§ **TASK STATEMENT**
Transcribe the records underneath word for word, and leave no line out.
=== Section Start ===
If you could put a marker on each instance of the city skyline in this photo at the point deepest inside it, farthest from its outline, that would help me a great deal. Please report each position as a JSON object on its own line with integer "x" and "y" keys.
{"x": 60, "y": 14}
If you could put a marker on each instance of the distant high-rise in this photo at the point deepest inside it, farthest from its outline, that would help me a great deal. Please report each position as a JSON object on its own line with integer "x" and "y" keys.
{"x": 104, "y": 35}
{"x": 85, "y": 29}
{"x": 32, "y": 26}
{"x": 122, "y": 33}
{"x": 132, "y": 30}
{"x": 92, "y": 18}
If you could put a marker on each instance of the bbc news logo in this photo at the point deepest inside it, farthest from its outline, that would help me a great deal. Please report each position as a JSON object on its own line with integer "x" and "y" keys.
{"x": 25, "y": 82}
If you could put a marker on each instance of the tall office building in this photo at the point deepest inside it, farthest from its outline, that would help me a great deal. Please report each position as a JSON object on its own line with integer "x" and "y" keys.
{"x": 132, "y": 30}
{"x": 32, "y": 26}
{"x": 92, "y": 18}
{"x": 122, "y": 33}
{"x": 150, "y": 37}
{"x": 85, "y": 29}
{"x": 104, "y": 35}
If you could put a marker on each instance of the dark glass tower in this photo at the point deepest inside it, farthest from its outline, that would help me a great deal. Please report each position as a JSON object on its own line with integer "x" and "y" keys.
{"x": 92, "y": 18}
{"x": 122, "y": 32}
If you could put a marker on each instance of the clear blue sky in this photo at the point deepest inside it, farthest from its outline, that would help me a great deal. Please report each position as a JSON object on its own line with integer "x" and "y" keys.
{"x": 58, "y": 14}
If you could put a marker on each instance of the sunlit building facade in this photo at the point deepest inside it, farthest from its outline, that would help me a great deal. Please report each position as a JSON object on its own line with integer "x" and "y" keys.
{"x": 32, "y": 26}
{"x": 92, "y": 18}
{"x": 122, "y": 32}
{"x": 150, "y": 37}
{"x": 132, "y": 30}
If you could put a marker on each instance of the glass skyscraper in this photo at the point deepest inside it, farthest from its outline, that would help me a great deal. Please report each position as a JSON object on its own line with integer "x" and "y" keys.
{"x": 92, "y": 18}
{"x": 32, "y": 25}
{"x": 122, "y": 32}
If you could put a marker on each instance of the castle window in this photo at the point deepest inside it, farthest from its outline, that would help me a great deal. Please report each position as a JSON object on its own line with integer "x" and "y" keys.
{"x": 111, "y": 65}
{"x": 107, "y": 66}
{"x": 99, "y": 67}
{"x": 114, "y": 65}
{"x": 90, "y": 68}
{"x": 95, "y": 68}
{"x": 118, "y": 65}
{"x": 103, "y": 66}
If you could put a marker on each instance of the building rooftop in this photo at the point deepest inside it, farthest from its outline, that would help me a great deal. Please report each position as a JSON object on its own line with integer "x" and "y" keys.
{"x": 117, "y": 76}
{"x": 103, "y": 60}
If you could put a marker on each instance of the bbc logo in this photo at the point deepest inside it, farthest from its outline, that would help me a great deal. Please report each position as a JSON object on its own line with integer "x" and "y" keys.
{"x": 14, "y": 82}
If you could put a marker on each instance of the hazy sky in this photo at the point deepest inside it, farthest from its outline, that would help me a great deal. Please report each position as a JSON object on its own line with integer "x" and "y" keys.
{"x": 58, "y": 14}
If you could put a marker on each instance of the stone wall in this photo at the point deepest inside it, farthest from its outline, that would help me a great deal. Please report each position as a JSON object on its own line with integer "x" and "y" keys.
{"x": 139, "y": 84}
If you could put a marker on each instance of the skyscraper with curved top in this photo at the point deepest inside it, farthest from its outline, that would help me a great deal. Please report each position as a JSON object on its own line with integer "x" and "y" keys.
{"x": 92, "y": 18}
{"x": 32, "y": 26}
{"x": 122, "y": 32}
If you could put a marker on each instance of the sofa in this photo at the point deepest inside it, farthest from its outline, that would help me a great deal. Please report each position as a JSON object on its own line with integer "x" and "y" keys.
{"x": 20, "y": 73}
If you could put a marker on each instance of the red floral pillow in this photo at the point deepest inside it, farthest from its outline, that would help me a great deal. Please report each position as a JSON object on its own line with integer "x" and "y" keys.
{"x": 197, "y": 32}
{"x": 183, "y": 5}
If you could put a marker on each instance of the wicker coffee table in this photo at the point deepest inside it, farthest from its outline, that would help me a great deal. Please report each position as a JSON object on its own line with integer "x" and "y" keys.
=== Section End ===
§ **TASK RESPONSE**
If you could put a marker on each instance of the city skyline in this photo at the point deepest inside it, farthest from its outline, that would help me a great deal. Please report each position as a JSON object on its own line with integer "x" and "y" keys.
{"x": 60, "y": 14}
If you could put a marker on each instance of the distant high-rise in this photo at the point deepest inside it, farthest from its outline, that would help me a great deal. Please report each position as a JSON object on its own line with integer "x" and "y" keys.
{"x": 104, "y": 35}
{"x": 85, "y": 29}
{"x": 32, "y": 26}
{"x": 122, "y": 33}
{"x": 132, "y": 30}
{"x": 92, "y": 18}
If you could put a marker on each instance of the bbc news logo in this photo at the point deepest inside it, farthest from its outline, that would help me a great deal. Please report each position as a JSON object on its own line with integer "x" and "y" keys.
{"x": 25, "y": 82}
If you could put a marker on each instance of the tall office building in this photo at the point deepest inside it, farthest from its outline, that would help me a great deal. Please report each position as a JSON object on its own line with integer "x" and "y" keys.
{"x": 132, "y": 30}
{"x": 32, "y": 26}
{"x": 92, "y": 18}
{"x": 122, "y": 33}
{"x": 150, "y": 37}
{"x": 85, "y": 29}
{"x": 104, "y": 35}
If you could put a marker on each instance of the dark glass tower in this photo at the point deepest inside it, farthest from its outline, that would help me a great deal. Please report each position as a JSON object on its own line with integer "x" and "y" keys.
{"x": 92, "y": 18}
{"x": 122, "y": 32}
If you could put a marker on each instance of the clear blue sky in this photo at the point deepest inside it, farthest from its outline, that would help me a great deal. Please report each position as a JSON object on its own line with integer "x" and "y" keys.
{"x": 58, "y": 14}
If you could put a marker on each instance of the sunlit building facade in this photo at the point deepest inside it, farthest from its outline, that would help me a great deal. Please report each position as a JSON object on its own line with integer "x" and "y" keys.
{"x": 32, "y": 26}
{"x": 92, "y": 18}
{"x": 122, "y": 32}
{"x": 150, "y": 37}
{"x": 132, "y": 30}
If you could put a marker on each instance of the glass skyscraper in this photo at the point deepest inside it, farthest from its outline, that would help me a great deal. Please report each position as a JSON object on its own line with integer "x" and "y" keys.
{"x": 92, "y": 18}
{"x": 32, "y": 25}
{"x": 122, "y": 32}
If you could put a marker on each instance of the castle window in this photo at the point deepest inside it, farthest from its outline, that would help me a great deal. Please report each position as a JSON object on its own line with integer "x" and "y" keys.
{"x": 111, "y": 65}
{"x": 107, "y": 66}
{"x": 99, "y": 67}
{"x": 114, "y": 65}
{"x": 90, "y": 68}
{"x": 95, "y": 68}
{"x": 118, "y": 65}
{"x": 103, "y": 66}
If you could put a marker on each instance of the building rooftop in this photo at the point deepest inside it, farthest from its outline, that would help me a great deal. Please report each position as a JSON object on its own line with integer "x" and "y" keys.
{"x": 117, "y": 76}
{"x": 103, "y": 60}
If you could put a marker on each instance of the bbc logo in this photo at the point deepest inside it, farthest from its outline, that would help me a great deal. Please report each position as a JSON object on its own line with integer "x" and "y" keys.
{"x": 14, "y": 82}
If you could put a marker on each instance of the hazy sky in this photo at the point deepest inside it, farthest from its outline, that would help me a great deal. Please report each position as a JSON object on its own line with integer "x" and "y" keys.
{"x": 58, "y": 14}
If you could put a marker on each instance of the stone wall in this photo at the point deepest inside it, farthest from its outline, that would help me a great deal. Please report each position as a JSON object on its own line with integer "x" and "y" keys.
{"x": 139, "y": 84}
If you could put a marker on each instance of the skyscraper with curved top in this photo at the point deepest inside it, farthest from its outline, that would help me a great deal. Please report each position as a JSON object on its own line with integer "x" and "y" keys.
{"x": 92, "y": 18}
{"x": 32, "y": 26}
{"x": 122, "y": 32}
If you could put a marker on each instance of the sofa in this photo at the point deepest inside it, farthest from its outline, that would help me a great deal. Please report each position as a JSON object on its own line with integer "x" and "y" keys.
{"x": 20, "y": 73}
If you could put a marker on each instance of the red floral pillow in this photo at the point deepest inside it, farthest from its outline, that would help me a great deal. Please report each position as a JSON object on its own line with integer "x" and "y" keys.
{"x": 197, "y": 32}
{"x": 183, "y": 5}
If you could put a marker on each instance of the wicker coffee table in this photo at the point deepest inside it, farthest from its outline, that would help me a great deal. Please report each position as a JSON object on its own line with integer "x" and "y" keys.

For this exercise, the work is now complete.